TÂCHE À FAIRE 1
Résumez en deux phrases le texte sur la bande dessinée Quai d'Orsay.

DOCUMENT SOURCE

Dans le précédent, nous suivions les premiers pas d'Arthur, jeune débutant au Cabinet du Ministre des Affaires Etrangères, très inspiré de Dominique de Villepin. Dans ce monde instable, Arthur est appelé à exercer la fonction tout à fait vaseuse et intangible de Plume du Président ("responsable des Eléments de Langage" comme on dit dans la Novlangue ultra contemporaine).

 

Dans cette suite, intitulée "Chroniques diplomatiques", on suit le Cabinet du Ministre dans un moment particulièrement intense : la crise de la deuxième guerre du Golfe en sa période de préparation diplomatique. Le moment de gloire gaullien de De Villepin, et sans doute le seul épisode de  grandeur des quinquennats Chirac. La BD se clôt sur le fameux discours du Ministre à l'ONU refusant de se rallier à la position américaine, les Etats- Unis ne parvenant pas à donner à leur guerre scélérate un habillage légitime.

 

On y retrouve le même humour lucide mais compatissant que dans le premier opus. C'est avant tout une BD drôle, qui dresse d'habiles caricatures sans jamais sombrer dans l'inélégance.

 

Le personnage du Ministre est évidemment la grande réussite des auteurs. Une lame vivante, impulsive et absolument autocentrée, omniprésente et imprévisible, incontrôlable, injuste car égotique.

 

Quai d'Orsay est une épure de l'exercice du pouvoir, plus particulièrement de son effet sur les êtres qui l'exercent et leur entourage. Les points communs avec la vie de n'importe quel autre Cabinet, à tous niveaux de la vie politique, sont extrêmement frappants (croyez moi, je connais).

 

Le Ministre est avant tout une énergie et un ego. Une énergie qui consume son entourage, écume les lieux. Quoi de meilleur que les crises diplomatiques pour trouver combustible à consommer ? Ce ne sont pas les idées qui motivent ces hommes de pouvoir, c'est cette gestion vitale de leur énergie intérieure qui les pousse. C'est pourquoi la perte du pouvoir est inenvisageable. L'entourage est l'aliment d'un ego surdimensionné, qui crie sans cesse famine. L'homme de pouvoir dévore le temps, l'espace, les gens, et s'épanouit dans le chaos. Mais comme on le voit sur les dessins, c'est surtout de l'air qu'il déplace.

DONNÉES FOURNIES
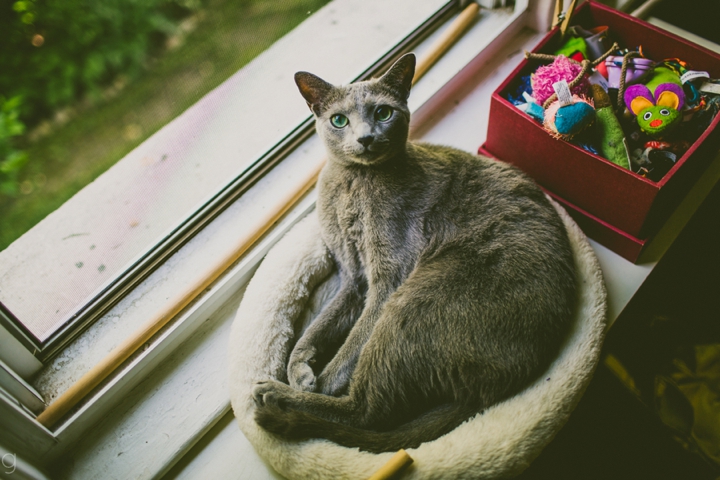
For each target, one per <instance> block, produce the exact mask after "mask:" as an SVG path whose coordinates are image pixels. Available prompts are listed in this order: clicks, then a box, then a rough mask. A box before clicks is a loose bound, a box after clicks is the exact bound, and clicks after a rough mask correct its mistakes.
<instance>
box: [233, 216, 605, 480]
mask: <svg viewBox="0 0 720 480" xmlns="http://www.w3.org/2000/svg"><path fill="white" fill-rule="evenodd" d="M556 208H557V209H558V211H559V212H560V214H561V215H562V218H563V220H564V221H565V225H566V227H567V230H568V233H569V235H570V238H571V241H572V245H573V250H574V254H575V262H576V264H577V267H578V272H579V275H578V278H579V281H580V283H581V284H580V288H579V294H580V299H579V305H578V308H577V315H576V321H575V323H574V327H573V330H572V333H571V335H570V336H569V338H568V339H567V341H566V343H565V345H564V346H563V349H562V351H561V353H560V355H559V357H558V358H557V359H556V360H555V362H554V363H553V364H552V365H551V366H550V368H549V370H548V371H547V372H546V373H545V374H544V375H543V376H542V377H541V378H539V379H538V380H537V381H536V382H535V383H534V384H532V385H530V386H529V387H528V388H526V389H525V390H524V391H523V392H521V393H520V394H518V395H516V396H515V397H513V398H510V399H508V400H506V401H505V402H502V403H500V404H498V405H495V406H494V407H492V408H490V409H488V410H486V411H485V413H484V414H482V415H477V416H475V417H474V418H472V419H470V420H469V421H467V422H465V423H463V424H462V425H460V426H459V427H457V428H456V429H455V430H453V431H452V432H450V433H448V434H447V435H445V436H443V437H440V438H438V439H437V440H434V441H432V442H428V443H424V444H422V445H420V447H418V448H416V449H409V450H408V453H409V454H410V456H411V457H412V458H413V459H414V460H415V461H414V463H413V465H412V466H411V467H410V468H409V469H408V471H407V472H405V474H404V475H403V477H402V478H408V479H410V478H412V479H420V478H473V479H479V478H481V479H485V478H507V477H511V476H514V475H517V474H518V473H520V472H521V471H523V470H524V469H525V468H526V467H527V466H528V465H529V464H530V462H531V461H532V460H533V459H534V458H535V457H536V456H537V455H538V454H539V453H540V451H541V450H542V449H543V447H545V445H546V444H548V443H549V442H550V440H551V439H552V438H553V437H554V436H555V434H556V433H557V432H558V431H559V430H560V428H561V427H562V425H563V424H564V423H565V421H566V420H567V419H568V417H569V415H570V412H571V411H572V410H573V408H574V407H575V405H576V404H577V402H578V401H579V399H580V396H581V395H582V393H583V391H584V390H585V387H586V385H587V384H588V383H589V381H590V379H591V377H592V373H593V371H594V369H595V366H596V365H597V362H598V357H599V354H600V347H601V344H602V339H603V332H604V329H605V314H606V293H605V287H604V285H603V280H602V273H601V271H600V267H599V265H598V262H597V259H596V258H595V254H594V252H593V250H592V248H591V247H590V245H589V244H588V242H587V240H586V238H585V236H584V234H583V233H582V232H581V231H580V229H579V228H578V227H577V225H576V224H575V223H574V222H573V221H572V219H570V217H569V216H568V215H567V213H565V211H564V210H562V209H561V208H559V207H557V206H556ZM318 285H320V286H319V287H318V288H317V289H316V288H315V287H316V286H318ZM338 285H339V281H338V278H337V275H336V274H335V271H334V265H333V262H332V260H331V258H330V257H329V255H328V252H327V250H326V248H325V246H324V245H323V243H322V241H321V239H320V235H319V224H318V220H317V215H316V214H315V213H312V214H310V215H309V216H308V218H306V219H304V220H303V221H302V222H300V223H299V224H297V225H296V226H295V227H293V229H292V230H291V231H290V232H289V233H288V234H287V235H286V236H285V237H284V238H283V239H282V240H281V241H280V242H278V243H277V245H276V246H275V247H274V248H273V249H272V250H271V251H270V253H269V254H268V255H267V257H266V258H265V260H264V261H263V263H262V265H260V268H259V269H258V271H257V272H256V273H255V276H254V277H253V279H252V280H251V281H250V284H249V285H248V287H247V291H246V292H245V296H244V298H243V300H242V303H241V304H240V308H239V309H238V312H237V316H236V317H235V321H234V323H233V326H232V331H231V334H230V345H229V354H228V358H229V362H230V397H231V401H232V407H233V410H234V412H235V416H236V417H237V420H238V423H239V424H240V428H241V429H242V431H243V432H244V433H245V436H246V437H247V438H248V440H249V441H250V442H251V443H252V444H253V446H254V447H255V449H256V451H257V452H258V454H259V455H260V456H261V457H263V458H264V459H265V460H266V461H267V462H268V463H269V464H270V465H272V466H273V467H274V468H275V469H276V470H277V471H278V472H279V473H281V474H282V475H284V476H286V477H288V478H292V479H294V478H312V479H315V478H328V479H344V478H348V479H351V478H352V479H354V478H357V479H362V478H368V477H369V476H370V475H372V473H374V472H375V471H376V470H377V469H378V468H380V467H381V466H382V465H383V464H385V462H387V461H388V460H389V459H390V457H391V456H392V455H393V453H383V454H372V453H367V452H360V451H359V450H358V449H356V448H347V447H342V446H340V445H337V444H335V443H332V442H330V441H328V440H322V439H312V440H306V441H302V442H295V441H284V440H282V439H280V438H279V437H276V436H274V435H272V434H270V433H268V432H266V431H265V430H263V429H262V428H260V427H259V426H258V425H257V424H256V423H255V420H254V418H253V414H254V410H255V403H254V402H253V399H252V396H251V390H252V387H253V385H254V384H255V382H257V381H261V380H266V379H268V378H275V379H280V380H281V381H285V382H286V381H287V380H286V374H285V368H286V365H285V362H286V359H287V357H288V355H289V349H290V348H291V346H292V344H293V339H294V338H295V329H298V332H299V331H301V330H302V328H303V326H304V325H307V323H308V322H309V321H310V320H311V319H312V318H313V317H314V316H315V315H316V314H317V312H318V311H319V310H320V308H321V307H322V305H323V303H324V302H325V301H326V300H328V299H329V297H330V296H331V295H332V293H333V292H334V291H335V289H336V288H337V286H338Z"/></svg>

---

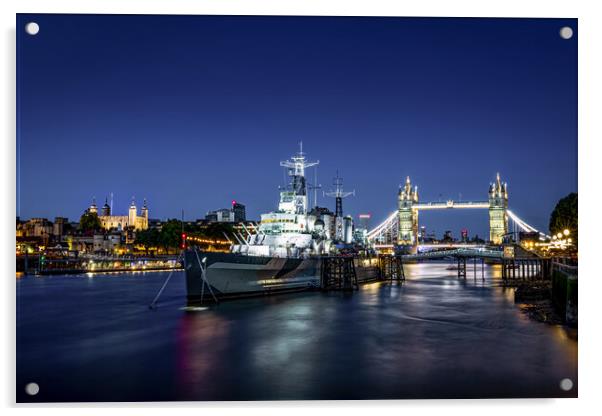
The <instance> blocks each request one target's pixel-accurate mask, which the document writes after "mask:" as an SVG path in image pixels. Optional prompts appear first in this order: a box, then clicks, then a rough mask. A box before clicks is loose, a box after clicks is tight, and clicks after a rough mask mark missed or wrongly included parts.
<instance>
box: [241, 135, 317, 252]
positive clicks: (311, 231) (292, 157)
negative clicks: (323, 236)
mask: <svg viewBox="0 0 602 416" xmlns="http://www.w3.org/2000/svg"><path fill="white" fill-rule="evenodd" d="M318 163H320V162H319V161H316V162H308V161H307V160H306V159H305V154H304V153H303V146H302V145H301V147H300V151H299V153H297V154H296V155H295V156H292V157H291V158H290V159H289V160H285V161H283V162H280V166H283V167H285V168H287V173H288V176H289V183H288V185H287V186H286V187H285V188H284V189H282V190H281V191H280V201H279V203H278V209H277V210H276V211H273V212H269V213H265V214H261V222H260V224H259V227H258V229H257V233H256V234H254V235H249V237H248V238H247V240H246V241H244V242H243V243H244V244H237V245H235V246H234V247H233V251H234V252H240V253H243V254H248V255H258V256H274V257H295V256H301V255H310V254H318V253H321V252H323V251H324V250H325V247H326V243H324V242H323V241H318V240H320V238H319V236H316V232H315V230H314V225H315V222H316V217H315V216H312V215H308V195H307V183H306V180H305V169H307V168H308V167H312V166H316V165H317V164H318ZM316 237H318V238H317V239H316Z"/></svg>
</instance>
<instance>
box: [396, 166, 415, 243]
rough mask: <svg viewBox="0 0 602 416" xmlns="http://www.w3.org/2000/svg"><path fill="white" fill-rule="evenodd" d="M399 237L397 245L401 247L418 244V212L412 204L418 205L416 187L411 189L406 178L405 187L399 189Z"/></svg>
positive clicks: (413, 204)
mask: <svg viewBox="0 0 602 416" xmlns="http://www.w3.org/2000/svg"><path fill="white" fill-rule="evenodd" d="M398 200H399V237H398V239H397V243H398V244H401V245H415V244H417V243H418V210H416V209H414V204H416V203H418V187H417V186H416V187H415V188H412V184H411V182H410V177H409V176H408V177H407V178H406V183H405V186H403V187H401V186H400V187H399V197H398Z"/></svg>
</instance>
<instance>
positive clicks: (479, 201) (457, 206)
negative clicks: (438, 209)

TÂCHE À FAIRE 2
Montrez chaque ligne du listing qui contient la chaîne "positive".

RÉPONSE 1
Cette suite de Quai d'Orsay, intitulée « Chroniques diplomatiques », suit le Cabinet du Ministre pendant la préparation diplomatique de la deuxième guerre du Golfe et se clôt sur le discours du Ministre à l'ONU refusant de se rallier à la position américaine. Drôle et faite d'habiles caricatures, la BD réussit surtout le personnage du Ministre, une énergie et un ego qui consume son entourage, et offre une épure de l'exercice du pouvoir.

RÉPONSE 2
positive clicks: (311, 231) (292, 157)
positive clicks: (413, 204)
positive clicks: (479, 201) (457, 206)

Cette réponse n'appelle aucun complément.